## begin
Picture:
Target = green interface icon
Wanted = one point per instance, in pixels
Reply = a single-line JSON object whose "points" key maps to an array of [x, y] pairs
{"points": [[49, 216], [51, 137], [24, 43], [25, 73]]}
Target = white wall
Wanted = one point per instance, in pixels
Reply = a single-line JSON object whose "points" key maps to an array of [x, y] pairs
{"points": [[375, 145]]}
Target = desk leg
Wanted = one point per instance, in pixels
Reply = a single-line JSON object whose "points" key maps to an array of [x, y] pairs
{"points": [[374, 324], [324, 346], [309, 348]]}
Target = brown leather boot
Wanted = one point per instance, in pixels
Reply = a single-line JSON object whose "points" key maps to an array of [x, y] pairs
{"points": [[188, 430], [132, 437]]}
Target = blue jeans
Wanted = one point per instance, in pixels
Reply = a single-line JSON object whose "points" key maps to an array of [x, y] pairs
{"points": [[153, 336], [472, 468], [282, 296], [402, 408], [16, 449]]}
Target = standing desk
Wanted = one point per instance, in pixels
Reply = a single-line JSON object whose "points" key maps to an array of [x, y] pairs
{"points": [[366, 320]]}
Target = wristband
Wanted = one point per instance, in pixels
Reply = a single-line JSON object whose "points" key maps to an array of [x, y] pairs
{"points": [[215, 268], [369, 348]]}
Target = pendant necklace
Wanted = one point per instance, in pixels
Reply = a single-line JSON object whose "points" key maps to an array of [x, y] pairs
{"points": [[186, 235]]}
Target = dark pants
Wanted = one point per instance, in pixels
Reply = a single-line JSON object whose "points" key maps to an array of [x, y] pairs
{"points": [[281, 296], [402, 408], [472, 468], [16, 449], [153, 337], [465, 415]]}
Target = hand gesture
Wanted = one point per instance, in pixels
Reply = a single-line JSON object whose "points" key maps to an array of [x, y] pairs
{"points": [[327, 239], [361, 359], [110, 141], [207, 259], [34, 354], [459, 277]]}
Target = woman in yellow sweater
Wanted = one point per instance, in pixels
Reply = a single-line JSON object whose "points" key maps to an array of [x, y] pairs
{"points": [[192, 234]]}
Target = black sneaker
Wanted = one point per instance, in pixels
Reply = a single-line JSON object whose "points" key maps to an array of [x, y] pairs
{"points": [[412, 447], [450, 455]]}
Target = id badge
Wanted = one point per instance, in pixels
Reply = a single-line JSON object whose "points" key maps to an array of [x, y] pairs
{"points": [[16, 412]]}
## end
## begin
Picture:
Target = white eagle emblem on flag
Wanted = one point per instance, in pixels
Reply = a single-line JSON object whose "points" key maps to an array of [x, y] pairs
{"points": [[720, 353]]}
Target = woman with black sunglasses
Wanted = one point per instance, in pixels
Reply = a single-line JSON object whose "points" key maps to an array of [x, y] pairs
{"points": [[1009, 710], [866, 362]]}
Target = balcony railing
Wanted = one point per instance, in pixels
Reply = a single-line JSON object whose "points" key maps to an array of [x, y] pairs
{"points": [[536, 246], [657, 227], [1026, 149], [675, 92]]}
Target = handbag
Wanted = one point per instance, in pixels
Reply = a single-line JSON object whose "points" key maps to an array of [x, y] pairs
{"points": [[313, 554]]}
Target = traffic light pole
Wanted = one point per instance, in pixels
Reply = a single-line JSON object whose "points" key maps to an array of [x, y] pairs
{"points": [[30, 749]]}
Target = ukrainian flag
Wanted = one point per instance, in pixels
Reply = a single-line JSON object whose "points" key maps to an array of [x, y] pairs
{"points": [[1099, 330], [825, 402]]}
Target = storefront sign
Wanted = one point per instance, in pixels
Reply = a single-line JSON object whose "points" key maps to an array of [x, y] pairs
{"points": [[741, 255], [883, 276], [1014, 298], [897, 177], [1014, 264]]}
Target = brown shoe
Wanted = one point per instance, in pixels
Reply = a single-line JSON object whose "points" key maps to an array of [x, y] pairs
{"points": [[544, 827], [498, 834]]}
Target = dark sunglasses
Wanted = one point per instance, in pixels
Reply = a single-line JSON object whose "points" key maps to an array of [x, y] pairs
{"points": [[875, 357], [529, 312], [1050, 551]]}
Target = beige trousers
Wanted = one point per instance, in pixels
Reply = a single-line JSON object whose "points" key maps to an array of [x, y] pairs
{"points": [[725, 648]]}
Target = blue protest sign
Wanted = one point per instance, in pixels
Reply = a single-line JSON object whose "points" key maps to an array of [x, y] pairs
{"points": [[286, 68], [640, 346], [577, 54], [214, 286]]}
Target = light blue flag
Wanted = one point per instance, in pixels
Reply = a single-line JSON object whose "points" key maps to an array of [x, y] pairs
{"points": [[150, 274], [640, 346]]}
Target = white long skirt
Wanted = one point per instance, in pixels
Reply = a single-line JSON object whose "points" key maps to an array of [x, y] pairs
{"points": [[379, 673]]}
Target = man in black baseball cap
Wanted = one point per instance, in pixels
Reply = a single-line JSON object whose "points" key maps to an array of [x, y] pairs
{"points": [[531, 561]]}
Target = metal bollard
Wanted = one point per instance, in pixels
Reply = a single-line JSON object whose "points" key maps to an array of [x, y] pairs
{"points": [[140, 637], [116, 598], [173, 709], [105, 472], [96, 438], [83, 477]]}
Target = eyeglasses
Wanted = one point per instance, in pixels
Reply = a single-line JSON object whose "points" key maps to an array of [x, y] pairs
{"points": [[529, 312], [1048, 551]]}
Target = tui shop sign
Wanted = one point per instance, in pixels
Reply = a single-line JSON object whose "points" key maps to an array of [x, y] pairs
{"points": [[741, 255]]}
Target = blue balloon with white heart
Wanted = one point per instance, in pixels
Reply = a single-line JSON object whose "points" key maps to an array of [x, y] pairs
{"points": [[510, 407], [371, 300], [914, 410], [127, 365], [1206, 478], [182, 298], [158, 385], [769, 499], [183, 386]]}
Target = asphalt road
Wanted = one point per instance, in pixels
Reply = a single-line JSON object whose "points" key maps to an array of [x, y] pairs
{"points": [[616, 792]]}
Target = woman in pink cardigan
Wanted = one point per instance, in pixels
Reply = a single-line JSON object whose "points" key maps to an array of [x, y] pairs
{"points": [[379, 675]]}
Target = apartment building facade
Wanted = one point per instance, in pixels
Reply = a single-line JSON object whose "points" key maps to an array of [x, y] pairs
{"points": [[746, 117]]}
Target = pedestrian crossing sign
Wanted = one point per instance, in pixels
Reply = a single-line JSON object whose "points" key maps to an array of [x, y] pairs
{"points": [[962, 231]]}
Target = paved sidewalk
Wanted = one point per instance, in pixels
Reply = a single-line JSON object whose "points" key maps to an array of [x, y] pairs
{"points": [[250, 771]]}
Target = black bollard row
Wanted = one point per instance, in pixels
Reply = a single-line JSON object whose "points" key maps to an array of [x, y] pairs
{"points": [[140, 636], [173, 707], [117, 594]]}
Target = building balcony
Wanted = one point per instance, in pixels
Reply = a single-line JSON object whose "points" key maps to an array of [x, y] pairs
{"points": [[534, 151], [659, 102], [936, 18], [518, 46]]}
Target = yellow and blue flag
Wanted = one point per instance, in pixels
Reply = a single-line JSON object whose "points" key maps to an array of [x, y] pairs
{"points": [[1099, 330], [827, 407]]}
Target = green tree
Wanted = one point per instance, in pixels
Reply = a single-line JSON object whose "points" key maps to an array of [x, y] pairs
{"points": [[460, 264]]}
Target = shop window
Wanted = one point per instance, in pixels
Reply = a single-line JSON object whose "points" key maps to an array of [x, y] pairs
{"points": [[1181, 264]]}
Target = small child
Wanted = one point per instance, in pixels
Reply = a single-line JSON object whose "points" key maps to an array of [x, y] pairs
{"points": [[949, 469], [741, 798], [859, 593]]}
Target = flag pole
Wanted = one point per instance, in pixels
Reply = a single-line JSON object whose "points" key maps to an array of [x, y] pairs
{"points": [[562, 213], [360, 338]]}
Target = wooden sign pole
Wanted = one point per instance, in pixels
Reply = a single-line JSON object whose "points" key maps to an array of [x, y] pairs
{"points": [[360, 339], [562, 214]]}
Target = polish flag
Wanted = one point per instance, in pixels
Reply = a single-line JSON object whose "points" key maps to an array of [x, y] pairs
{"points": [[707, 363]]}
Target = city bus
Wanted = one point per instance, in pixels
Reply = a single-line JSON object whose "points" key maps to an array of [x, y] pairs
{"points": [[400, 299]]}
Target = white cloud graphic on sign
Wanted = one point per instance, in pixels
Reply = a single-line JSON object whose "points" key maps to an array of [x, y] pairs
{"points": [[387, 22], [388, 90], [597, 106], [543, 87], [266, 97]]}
## end
## begin
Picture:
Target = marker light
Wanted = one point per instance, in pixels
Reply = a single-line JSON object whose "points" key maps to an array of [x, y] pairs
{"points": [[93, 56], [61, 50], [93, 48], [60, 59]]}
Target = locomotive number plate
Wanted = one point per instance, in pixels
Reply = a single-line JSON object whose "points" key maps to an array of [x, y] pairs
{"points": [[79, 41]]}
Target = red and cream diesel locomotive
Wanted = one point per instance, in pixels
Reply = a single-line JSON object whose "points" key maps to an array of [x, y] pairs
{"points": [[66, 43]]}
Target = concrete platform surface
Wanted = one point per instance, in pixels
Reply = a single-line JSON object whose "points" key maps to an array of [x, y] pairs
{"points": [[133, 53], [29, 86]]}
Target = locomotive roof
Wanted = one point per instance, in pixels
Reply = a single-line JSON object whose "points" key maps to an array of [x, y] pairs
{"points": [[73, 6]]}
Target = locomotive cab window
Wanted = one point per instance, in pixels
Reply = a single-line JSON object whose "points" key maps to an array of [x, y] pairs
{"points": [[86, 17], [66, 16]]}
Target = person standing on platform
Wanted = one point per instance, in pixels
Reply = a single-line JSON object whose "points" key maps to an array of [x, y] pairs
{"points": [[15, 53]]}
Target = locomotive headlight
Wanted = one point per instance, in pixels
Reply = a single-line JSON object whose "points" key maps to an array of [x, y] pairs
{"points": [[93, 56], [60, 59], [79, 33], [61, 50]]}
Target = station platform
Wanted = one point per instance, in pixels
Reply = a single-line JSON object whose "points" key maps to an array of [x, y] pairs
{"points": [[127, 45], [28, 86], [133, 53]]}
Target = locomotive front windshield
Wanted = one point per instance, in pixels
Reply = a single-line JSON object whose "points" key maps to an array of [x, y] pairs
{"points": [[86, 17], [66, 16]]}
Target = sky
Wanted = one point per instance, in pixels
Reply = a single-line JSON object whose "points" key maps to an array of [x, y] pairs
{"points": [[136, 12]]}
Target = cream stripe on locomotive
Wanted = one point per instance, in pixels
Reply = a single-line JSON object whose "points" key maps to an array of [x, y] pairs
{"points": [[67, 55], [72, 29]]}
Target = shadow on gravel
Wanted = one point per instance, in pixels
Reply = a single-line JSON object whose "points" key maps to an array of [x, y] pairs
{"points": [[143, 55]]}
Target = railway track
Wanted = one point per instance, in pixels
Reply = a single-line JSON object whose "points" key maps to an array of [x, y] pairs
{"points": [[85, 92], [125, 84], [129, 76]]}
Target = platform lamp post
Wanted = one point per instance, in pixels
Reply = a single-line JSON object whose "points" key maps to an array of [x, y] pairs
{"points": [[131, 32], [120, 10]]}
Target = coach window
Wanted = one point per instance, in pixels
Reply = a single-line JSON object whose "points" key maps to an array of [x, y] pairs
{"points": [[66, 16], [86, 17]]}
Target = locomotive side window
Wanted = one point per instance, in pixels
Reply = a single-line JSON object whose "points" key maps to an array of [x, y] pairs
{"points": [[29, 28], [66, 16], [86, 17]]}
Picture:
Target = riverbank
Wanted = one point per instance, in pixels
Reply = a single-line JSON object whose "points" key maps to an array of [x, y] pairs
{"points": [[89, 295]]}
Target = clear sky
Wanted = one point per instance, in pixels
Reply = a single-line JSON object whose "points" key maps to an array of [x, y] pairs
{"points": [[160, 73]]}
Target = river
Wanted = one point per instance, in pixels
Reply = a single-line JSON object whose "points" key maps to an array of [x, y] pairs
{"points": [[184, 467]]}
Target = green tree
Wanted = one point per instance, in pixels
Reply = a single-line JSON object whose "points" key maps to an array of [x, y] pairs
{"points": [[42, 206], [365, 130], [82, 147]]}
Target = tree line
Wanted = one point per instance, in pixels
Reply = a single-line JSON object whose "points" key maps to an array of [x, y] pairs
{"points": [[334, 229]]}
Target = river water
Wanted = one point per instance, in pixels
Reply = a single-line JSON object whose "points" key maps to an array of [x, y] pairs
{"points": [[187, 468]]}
## end
--- The request ---
Report how many lines of the records contain the string "yellow", with case counting. Give only the number.

--- Written reply ---
2